──────── DATA FOR PROCESSING ────────

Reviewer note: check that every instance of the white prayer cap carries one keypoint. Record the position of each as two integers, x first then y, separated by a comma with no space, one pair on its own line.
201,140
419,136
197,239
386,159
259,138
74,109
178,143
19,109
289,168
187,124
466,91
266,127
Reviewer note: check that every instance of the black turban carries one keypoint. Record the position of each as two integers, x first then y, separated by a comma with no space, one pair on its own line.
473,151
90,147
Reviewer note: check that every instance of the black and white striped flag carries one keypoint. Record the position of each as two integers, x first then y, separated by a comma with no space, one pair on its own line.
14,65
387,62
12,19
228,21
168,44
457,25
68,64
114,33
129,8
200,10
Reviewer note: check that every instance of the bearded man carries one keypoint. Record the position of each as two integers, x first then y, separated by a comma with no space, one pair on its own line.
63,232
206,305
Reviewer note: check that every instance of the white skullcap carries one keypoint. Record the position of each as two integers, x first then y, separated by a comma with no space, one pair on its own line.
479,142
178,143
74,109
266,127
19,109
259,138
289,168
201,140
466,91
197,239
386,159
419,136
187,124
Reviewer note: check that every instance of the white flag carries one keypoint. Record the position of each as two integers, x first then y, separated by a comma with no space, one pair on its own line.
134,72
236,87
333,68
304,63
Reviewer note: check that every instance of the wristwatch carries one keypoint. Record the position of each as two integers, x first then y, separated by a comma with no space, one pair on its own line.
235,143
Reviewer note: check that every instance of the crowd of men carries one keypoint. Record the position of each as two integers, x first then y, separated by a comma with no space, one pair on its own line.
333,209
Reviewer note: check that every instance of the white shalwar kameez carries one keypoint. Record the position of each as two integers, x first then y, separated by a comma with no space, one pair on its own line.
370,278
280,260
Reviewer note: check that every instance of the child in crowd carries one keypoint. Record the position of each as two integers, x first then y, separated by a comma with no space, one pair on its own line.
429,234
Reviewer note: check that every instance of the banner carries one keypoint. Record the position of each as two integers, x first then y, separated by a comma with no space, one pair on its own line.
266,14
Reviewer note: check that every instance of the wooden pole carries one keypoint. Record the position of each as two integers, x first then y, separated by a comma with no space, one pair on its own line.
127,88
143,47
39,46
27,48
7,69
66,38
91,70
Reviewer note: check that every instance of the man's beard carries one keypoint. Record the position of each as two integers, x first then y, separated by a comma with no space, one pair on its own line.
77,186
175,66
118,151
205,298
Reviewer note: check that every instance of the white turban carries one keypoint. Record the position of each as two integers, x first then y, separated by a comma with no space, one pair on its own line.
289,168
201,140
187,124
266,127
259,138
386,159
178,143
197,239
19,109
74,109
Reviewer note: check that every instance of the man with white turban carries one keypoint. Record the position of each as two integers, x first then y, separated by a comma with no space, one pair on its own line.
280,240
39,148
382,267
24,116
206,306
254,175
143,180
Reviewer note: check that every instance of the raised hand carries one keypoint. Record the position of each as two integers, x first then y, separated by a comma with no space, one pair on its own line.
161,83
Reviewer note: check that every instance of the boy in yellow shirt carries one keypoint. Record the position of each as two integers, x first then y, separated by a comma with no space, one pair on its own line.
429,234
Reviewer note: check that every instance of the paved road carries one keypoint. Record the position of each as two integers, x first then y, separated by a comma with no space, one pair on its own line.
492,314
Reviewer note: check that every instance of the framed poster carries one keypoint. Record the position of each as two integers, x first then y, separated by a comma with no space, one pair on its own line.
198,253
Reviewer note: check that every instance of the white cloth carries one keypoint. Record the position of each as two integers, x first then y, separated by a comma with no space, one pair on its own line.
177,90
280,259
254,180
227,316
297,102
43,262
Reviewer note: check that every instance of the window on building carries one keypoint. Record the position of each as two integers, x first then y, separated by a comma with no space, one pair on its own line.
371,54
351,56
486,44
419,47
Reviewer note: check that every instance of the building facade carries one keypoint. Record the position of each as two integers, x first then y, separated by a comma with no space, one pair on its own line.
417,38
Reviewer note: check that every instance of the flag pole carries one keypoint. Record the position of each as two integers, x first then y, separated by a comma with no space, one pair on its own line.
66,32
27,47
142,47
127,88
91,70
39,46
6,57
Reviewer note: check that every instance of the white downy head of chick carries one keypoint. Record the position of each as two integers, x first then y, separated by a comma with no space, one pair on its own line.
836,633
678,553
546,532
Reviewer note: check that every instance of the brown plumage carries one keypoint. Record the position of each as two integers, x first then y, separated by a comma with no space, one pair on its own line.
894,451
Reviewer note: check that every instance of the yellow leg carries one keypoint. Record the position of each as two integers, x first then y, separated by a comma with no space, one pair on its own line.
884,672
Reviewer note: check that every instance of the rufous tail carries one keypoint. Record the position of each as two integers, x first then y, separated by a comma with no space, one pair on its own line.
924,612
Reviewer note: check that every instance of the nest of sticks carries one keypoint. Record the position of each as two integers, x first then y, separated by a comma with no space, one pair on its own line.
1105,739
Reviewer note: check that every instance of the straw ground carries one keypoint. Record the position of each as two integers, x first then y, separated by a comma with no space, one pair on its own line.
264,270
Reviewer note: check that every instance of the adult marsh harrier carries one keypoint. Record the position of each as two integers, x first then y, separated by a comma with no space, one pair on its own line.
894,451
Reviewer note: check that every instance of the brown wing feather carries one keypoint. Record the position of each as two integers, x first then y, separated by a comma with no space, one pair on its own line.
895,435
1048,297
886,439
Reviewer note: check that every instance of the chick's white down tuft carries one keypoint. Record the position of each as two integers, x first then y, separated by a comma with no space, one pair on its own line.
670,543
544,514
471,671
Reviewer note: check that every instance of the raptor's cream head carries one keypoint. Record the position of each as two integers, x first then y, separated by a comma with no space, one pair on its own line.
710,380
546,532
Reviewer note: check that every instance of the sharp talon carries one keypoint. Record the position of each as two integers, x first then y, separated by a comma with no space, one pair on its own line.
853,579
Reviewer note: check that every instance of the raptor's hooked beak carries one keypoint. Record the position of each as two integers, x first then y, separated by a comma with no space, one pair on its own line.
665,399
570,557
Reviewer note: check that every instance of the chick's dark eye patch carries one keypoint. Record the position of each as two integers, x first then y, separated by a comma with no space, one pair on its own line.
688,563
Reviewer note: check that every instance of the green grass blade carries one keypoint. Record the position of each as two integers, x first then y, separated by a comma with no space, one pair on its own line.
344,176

────────

=== TASK ===
Reprint the listing above. Keep every line exactly as it is.

=== WRITTEN RESPONSE ===
Reviewer note: check that every instance of the white prayer cap carries one keypoint. Record the position of each as two integers, x first then y, separated by a comma with no space, one pair on its own line.
201,140
419,136
197,239
386,159
259,138
74,109
178,143
19,109
289,168
187,124
466,91
266,127
Reviewer note: check that every instance of the black turban carries one keypoint. Record the position of each as two integers, x first then y, separated by a comma with no space, one pair on its own line.
473,151
90,147
Reviewer note: check that every instance of the black and white striped flag carries one keypoint. Record the position of each as two integers, x first then y, separated by a comma with no space, one pair on its own line.
14,65
387,62
12,19
228,21
168,44
457,25
68,64
114,33
129,8
200,10
Reviewer note: check that every instance of the bearded man carries one keypoint. Record the position of each as two integers, x first then y, separated by a comma with no space, one pair on its own line.
63,232
206,305
Reviewer note: check that every instance of the white skullcap carries one keypoint. Record the position of each as two integers, x first then y, separated by a comma with no space, one pair on its own line.
479,142
178,143
74,109
266,127
19,109
259,138
289,168
201,140
466,91
197,239
386,159
419,136
187,124
Reviewer note: check that every instance of the white flag carries one keypoint. Record the position of each as two integers, x first then y, separated by a comma with no space, one pair on its own line.
134,72
236,87
333,68
304,63
Reviewer note: check that every instance of the wristwatch carries one keypoint. Record the position of each as two integers, x first then y, separated by a comma with no space, one pair on its own line.
235,143
Reviewer note: check that every instance of the crowd of men carries one keypoint. Record the position of each as two integers, x first then y, separated by a comma with no space, one pair on its own line.
333,209
Reviewer note: check that every instance of the white shalwar kameez carries one keypoint. Record the position of each as two integers, x first then y, separated by a comma with no space, one pair on its own line.
370,278
280,260
Reviewer note: check that every instance of the child in crowd carries one keypoint. Record the position of each as two integers, x first then y, separated by a comma with no space, one pair on its own line.
429,234
Reviewer note: check that every instance of the banner carries one keypoint. Record the position of each as two integers, x first then y, separated by a comma with no space, one pair on its own line.
266,14
Reviewer note: check that every instance of the wooden pole carries one keypoint. Record the position of each as two integers, x first then y, separated by a comma with no space, one pair on its own line.
127,88
143,47
39,46
27,48
7,69
66,38
91,70
Reviewer note: check that every instance of the man's beard carries one keypoint. Record the position of each as two integers, x first then y, separated by a comma with no space, one pair on its own line.
77,186
175,66
118,151
205,298
Reviewer note: check that every instance of the white turban carries one keypoint. Record the position of each as two integers, x first then y, separated by a comma with no space, one pair on its own line.
289,168
201,140
187,124
266,127
259,138
386,159
178,143
197,239
19,109
74,109
Reviewer note: check that every instance of the man with white turban carries one keypoint. Record the position of each as two integers, x first then y, separated by a comma with no space, one pair on its own line.
280,240
39,148
382,267
24,116
206,306
254,175
143,180
Reviewer note: check that every instance of the raised hand carries one keypoint. Record the position of each as two integers, x first then y, separated by a comma with no space, one pair on its own line.
161,83
Reviewer note: check that every instance of the boy in yellow shirt carries one keypoint. Record the position of each as two integers, x first then y, separated by a comma with no space, one pair on its own line.
429,234
Reviewer note: check that every instance of the paved road carries one keypoint. Record the position of each as two integers, x first then y, separated by a comma with no space, one pair on its own line.
492,314
Reviewer note: check that every instance of the framed poster carries one keypoint. Record the position of each as two integers, x first then y, separated by a comma with no space, one pair on its own line.
198,253
Reviewer note: check that every instance of the white cloth carries one keypoint. Record the position of each as two integers, x first then y, separated by a comma with no space, one pair on its own line.
177,90
280,259
254,180
227,316
297,102
43,262
Reviewer note: check that every instance of the window on building carries one keypoint. Record the position of each as two integers, x first then y, separated by a comma with no space, one pair on its own line.
371,54
351,56
486,44
419,47
Reviewer note: check that every instance of the building facade carries one keypoint. Record the position of each as two integers, x first then y, separated by a comma with no space, one pair on its own line.
417,38
Reviewer note: check that every instance of the flag pole carries one keypoint. Record the position of each as two integers, x first then y, separated by a comma with no space, one pair on its own line.
66,32
27,47
142,47
127,88
91,70
39,46
6,57
Reviewer note: check that every instance of the white downy head of chick carries one keypoint. Record the position of each as two integers, x first then y, separated by a comma with no space, one pair on its own line.
836,633
678,553
546,532
Reviewer note: check that every instance of the brown plumage carries one keypoint. Record the position of each as two integers, x first then y, separated by a comma with no space, one pair on its own line.
894,451
Reviewer note: check that every instance of the yellow leg carries one keypoint. Record the position of each as two integers, x first then y, separated by a comma with no space, one pair on its own line.
884,672
Reviewer note: check that every instance of the rufous tail carries one keypoint. Record the position of each as two integers, x first then y, separated by a comma with no space, one pair on its own line.
924,612
Reviewer note: check that every instance of the nest of sticks carries one keypoint. Record the position of each as two integers, x first then y, separated by a comma with no space, one pair on its own line.
1105,739
Reviewer note: check that every instance of the straw ground carries one keypoint. Record the position of each as two integers, x first then y, separated by a comma with no space, one pair on its own line.
264,270
Reviewer note: check that every instance of the adult marsh harrier carries one keypoint. Record the position of each as two integers, x first then y, separated by a comma with no space, one pair on its own line.
894,451
Reviewer note: check that every instance of the brown wing feather carries one keypoint. Record the position of each as two integers, x first then y, separated by a comma with no space, one pair on its own line.
895,435
1048,297
886,439
Reviewer note: check that every instance of the chick's white down tuft carries one keypoint. Record the position of each as two integers, x first then y, separated by a comma with no space, one pair on its own line.
670,543
544,514
471,671
Reviewer note: check that every instance of the raptor's cream head carries one keypoint. Record the position of each as two integers, x first then y, separated by a comma with no space, one pair on its own line.
710,380
546,532
Reviewer note: check that every instance of the sharp talon carries one keypoint. Record the position of each as two integers, x first then y, separated by a comma with no space, one pair on its own line.
853,579
Reviewer note: check that every instance of the raptor's hooked beak carries one keypoint. Record the position of each as two integers, x first then y, separated by a comma with no space, one pair on its own line.
665,399
570,557
Reviewer note: check that every instance of the chick's dark eye patch carries one keypoint. Record the position of each as two integers, x first then y, separated by a comma with no space, one pair on its own line.
688,563
Reviewer note: check that every instance of the green grass blade carries one keypoint. Record the position of each as two integers, x first then y, separated by a comma with no space, one pair on its own line.
344,176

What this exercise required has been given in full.